#### INSTRUCTIONS FOR THE TASK:
Scan the entries below for the word "white". Copy each line that has it.

Segment Start: RECORDS PROVIDED

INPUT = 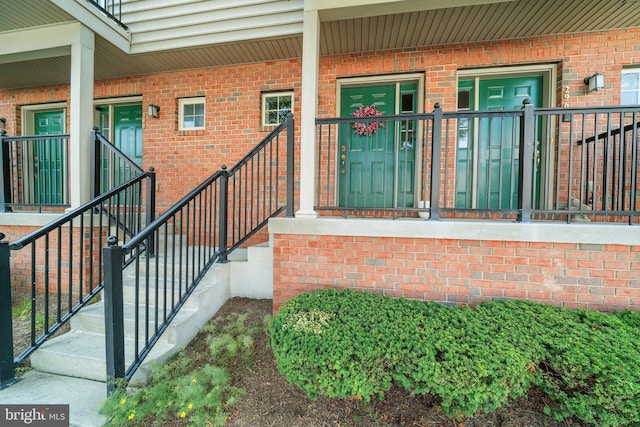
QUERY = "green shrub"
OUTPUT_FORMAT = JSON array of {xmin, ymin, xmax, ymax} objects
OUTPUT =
[
  {"xmin": 269, "ymin": 289, "xmax": 399, "ymax": 401},
  {"xmin": 422, "ymin": 302, "xmax": 544, "ymax": 418},
  {"xmin": 102, "ymin": 313, "xmax": 260, "ymax": 426},
  {"xmin": 269, "ymin": 289, "xmax": 640, "ymax": 425},
  {"xmin": 538, "ymin": 309, "xmax": 640, "ymax": 427}
]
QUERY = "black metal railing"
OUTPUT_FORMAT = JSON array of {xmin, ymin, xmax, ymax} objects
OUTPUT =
[
  {"xmin": 0, "ymin": 133, "xmax": 71, "ymax": 212},
  {"xmin": 87, "ymin": 0, "xmax": 127, "ymax": 29},
  {"xmin": 90, "ymin": 128, "xmax": 151, "ymax": 243},
  {"xmin": 315, "ymin": 102, "xmax": 639, "ymax": 224},
  {"xmin": 548, "ymin": 107, "xmax": 640, "ymax": 223},
  {"xmin": 91, "ymin": 127, "xmax": 145, "ymax": 198},
  {"xmin": 0, "ymin": 170, "xmax": 155, "ymax": 389},
  {"xmin": 102, "ymin": 115, "xmax": 294, "ymax": 391}
]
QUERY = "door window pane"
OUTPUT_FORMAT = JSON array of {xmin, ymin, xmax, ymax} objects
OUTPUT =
[{"xmin": 458, "ymin": 89, "xmax": 471, "ymax": 110}]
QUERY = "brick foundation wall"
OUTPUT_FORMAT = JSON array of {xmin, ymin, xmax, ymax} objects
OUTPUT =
[{"xmin": 272, "ymin": 232, "xmax": 640, "ymax": 313}]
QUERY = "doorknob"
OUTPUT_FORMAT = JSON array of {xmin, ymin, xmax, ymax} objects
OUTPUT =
[{"xmin": 340, "ymin": 153, "xmax": 346, "ymax": 174}]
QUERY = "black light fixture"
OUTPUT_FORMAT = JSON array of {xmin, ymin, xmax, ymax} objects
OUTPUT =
[
  {"xmin": 584, "ymin": 72, "xmax": 605, "ymax": 92},
  {"xmin": 147, "ymin": 104, "xmax": 160, "ymax": 118}
]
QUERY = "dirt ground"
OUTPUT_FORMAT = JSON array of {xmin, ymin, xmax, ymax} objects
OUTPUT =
[
  {"xmin": 11, "ymin": 289, "xmax": 71, "ymax": 364},
  {"xmin": 214, "ymin": 298, "xmax": 588, "ymax": 427},
  {"xmin": 12, "ymin": 293, "xmax": 588, "ymax": 426}
]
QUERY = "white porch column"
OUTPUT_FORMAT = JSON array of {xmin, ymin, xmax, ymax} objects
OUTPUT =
[
  {"xmin": 296, "ymin": 9, "xmax": 320, "ymax": 218},
  {"xmin": 69, "ymin": 25, "xmax": 95, "ymax": 208}
]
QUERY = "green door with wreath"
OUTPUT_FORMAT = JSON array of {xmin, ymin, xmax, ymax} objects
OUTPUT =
[{"xmin": 339, "ymin": 83, "xmax": 417, "ymax": 208}]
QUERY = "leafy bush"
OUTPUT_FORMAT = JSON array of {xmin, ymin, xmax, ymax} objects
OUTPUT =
[
  {"xmin": 102, "ymin": 313, "xmax": 260, "ymax": 426},
  {"xmin": 269, "ymin": 289, "xmax": 640, "ymax": 425},
  {"xmin": 269, "ymin": 289, "xmax": 400, "ymax": 401},
  {"xmin": 538, "ymin": 309, "xmax": 640, "ymax": 427}
]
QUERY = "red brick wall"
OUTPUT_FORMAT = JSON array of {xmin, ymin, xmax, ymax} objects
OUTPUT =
[
  {"xmin": 272, "ymin": 233, "xmax": 640, "ymax": 313},
  {"xmin": 2, "ymin": 29, "xmax": 639, "ymax": 215},
  {"xmin": 5, "ymin": 224, "xmax": 106, "ymax": 296},
  {"xmin": 318, "ymin": 29, "xmax": 639, "ymax": 115},
  {"xmin": 93, "ymin": 60, "xmax": 302, "ymax": 212},
  {"xmin": 0, "ymin": 60, "xmax": 302, "ymax": 214}
]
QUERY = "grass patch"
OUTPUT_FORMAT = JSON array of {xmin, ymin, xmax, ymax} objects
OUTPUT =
[{"xmin": 12, "ymin": 299, "xmax": 32, "ymax": 320}]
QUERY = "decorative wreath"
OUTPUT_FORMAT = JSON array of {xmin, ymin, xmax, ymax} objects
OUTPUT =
[{"xmin": 352, "ymin": 104, "xmax": 385, "ymax": 136}]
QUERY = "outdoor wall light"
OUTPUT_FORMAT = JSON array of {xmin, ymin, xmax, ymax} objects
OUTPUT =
[
  {"xmin": 147, "ymin": 104, "xmax": 160, "ymax": 118},
  {"xmin": 584, "ymin": 72, "xmax": 605, "ymax": 92}
]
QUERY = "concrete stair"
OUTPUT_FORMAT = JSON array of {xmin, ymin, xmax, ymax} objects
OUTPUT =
[{"xmin": 30, "ymin": 240, "xmax": 273, "ymax": 385}]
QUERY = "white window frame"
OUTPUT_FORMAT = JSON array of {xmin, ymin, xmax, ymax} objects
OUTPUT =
[
  {"xmin": 621, "ymin": 68, "xmax": 640, "ymax": 105},
  {"xmin": 262, "ymin": 91, "xmax": 293, "ymax": 126},
  {"xmin": 179, "ymin": 97, "xmax": 206, "ymax": 131}
]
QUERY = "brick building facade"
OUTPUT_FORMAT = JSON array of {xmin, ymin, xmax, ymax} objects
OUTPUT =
[{"xmin": 2, "ymin": 9, "xmax": 640, "ymax": 312}]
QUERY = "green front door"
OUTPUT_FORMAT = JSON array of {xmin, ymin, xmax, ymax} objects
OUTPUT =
[
  {"xmin": 34, "ymin": 110, "xmax": 65, "ymax": 204},
  {"xmin": 113, "ymin": 104, "xmax": 143, "ymax": 167},
  {"xmin": 99, "ymin": 104, "xmax": 143, "ymax": 193},
  {"xmin": 339, "ymin": 83, "xmax": 417, "ymax": 208},
  {"xmin": 456, "ymin": 76, "xmax": 543, "ymax": 209}
]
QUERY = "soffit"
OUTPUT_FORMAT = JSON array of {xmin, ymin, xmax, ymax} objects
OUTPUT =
[
  {"xmin": 319, "ymin": 0, "xmax": 640, "ymax": 55},
  {"xmin": 2, "ymin": 0, "xmax": 640, "ymax": 90},
  {"xmin": 0, "ymin": 0, "xmax": 73, "ymax": 32},
  {"xmin": 0, "ymin": 35, "xmax": 303, "ymax": 89}
]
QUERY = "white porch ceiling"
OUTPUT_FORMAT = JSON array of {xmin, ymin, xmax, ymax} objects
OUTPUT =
[{"xmin": 1, "ymin": 0, "xmax": 640, "ymax": 90}]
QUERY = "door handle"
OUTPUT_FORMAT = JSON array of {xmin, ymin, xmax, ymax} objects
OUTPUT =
[{"xmin": 340, "ymin": 153, "xmax": 346, "ymax": 174}]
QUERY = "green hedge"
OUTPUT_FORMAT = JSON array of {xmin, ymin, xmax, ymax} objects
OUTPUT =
[{"xmin": 269, "ymin": 289, "xmax": 640, "ymax": 425}]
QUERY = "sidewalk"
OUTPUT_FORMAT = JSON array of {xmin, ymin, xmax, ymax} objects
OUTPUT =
[{"xmin": 0, "ymin": 371, "xmax": 107, "ymax": 427}]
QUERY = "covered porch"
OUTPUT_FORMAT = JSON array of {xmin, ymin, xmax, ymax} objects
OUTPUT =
[
  {"xmin": 271, "ymin": 101, "xmax": 640, "ymax": 312},
  {"xmin": 273, "ymin": 0, "xmax": 640, "ymax": 312},
  {"xmin": 313, "ymin": 101, "xmax": 639, "ymax": 225}
]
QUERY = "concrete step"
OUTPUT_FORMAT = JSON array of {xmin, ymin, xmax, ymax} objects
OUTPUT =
[
  {"xmin": 69, "ymin": 301, "xmax": 197, "ymax": 345},
  {"xmin": 120, "ymin": 272, "xmax": 218, "ymax": 310},
  {"xmin": 29, "ymin": 330, "xmax": 175, "ymax": 385},
  {"xmin": 28, "ymin": 238, "xmax": 269, "ymax": 387},
  {"xmin": 30, "ymin": 258, "xmax": 232, "ymax": 385},
  {"xmin": 230, "ymin": 243, "xmax": 272, "ymax": 299},
  {"xmin": 124, "ymin": 245, "xmax": 218, "ymax": 277}
]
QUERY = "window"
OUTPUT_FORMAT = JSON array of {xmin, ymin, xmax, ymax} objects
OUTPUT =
[
  {"xmin": 179, "ymin": 97, "xmax": 205, "ymax": 130},
  {"xmin": 621, "ymin": 69, "xmax": 640, "ymax": 105},
  {"xmin": 262, "ymin": 91, "xmax": 293, "ymax": 126}
]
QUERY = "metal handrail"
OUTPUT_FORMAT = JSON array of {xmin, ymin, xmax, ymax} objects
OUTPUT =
[
  {"xmin": 90, "ymin": 128, "xmax": 152, "ymax": 245},
  {"xmin": 10, "ymin": 174, "xmax": 150, "ymax": 250},
  {"xmin": 580, "ymin": 118, "xmax": 640, "ymax": 145},
  {"xmin": 103, "ymin": 115, "xmax": 295, "ymax": 390},
  {"xmin": 315, "ymin": 101, "xmax": 639, "ymax": 224},
  {"xmin": 87, "ymin": 0, "xmax": 128, "ymax": 30},
  {"xmin": 0, "ymin": 133, "xmax": 71, "ymax": 212},
  {"xmin": 0, "ymin": 170, "xmax": 155, "ymax": 387}
]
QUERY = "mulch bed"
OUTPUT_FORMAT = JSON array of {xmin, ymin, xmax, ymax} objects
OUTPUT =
[{"xmin": 217, "ymin": 298, "xmax": 587, "ymax": 427}]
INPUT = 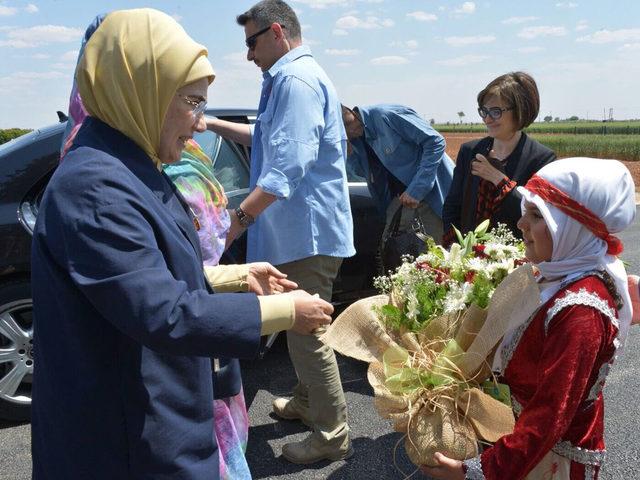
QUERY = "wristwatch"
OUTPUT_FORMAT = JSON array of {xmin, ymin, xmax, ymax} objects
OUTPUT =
[{"xmin": 235, "ymin": 206, "xmax": 255, "ymax": 228}]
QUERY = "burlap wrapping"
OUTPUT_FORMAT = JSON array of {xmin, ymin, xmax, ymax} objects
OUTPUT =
[
  {"xmin": 454, "ymin": 304, "xmax": 487, "ymax": 352},
  {"xmin": 418, "ymin": 312, "xmax": 461, "ymax": 349},
  {"xmin": 405, "ymin": 400, "xmax": 478, "ymax": 467},
  {"xmin": 320, "ymin": 264, "xmax": 540, "ymax": 467},
  {"xmin": 458, "ymin": 388, "xmax": 515, "ymax": 443},
  {"xmin": 320, "ymin": 294, "xmax": 396, "ymax": 363},
  {"xmin": 459, "ymin": 264, "xmax": 541, "ymax": 378}
]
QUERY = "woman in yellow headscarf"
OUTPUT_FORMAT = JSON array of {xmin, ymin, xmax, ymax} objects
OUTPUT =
[{"xmin": 31, "ymin": 9, "xmax": 333, "ymax": 480}]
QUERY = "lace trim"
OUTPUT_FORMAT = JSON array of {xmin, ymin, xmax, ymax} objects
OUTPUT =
[
  {"xmin": 497, "ymin": 307, "xmax": 540, "ymax": 374},
  {"xmin": 545, "ymin": 287, "xmax": 620, "ymax": 404},
  {"xmin": 463, "ymin": 455, "xmax": 485, "ymax": 480},
  {"xmin": 552, "ymin": 441, "xmax": 606, "ymax": 466},
  {"xmin": 584, "ymin": 465, "xmax": 597, "ymax": 480},
  {"xmin": 544, "ymin": 288, "xmax": 618, "ymax": 335},
  {"xmin": 511, "ymin": 396, "xmax": 523, "ymax": 418}
]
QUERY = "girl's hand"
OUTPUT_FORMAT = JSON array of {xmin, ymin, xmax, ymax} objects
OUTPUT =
[{"xmin": 420, "ymin": 452, "xmax": 466, "ymax": 480}]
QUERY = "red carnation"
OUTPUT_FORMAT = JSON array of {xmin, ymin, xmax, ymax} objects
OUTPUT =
[{"xmin": 472, "ymin": 245, "xmax": 488, "ymax": 258}]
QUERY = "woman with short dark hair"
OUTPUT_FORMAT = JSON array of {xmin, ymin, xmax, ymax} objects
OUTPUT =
[{"xmin": 442, "ymin": 72, "xmax": 556, "ymax": 246}]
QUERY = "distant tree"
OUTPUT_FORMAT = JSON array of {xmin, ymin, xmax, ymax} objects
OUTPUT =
[
  {"xmin": 568, "ymin": 115, "xmax": 579, "ymax": 121},
  {"xmin": 0, "ymin": 128, "xmax": 32, "ymax": 145},
  {"xmin": 429, "ymin": 118, "xmax": 435, "ymax": 126},
  {"xmin": 554, "ymin": 117, "xmax": 560, "ymax": 122},
  {"xmin": 544, "ymin": 115, "xmax": 552, "ymax": 122},
  {"xmin": 457, "ymin": 111, "xmax": 465, "ymax": 123}
]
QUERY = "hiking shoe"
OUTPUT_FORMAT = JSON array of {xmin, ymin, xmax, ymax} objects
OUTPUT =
[
  {"xmin": 281, "ymin": 433, "xmax": 353, "ymax": 465},
  {"xmin": 272, "ymin": 397, "xmax": 313, "ymax": 428}
]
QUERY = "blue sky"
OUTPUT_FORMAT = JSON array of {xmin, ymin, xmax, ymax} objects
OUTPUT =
[{"xmin": 1, "ymin": 0, "xmax": 639, "ymax": 128}]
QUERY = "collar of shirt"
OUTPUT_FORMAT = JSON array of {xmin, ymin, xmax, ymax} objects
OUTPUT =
[
  {"xmin": 356, "ymin": 107, "xmax": 378, "ymax": 142},
  {"xmin": 264, "ymin": 45, "xmax": 313, "ymax": 80}
]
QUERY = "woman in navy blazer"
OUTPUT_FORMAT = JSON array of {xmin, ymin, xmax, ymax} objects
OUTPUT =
[{"xmin": 30, "ymin": 9, "xmax": 332, "ymax": 480}]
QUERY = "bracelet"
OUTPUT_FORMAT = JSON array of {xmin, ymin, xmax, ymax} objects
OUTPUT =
[{"xmin": 235, "ymin": 206, "xmax": 255, "ymax": 228}]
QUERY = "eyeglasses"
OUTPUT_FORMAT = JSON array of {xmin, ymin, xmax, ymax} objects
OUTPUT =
[
  {"xmin": 178, "ymin": 94, "xmax": 207, "ymax": 119},
  {"xmin": 245, "ymin": 24, "xmax": 285, "ymax": 50},
  {"xmin": 478, "ymin": 106, "xmax": 513, "ymax": 120}
]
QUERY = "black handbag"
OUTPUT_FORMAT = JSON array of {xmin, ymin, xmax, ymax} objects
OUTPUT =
[{"xmin": 379, "ymin": 205, "xmax": 429, "ymax": 274}]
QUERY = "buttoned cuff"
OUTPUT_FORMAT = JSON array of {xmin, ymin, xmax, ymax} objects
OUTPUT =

Segment End: RECORDS PROVIDED

#### FINISHED TASK:
QUERY = "white porch column"
QUERY = "white window frame"
QUERY = "white porch ceiling"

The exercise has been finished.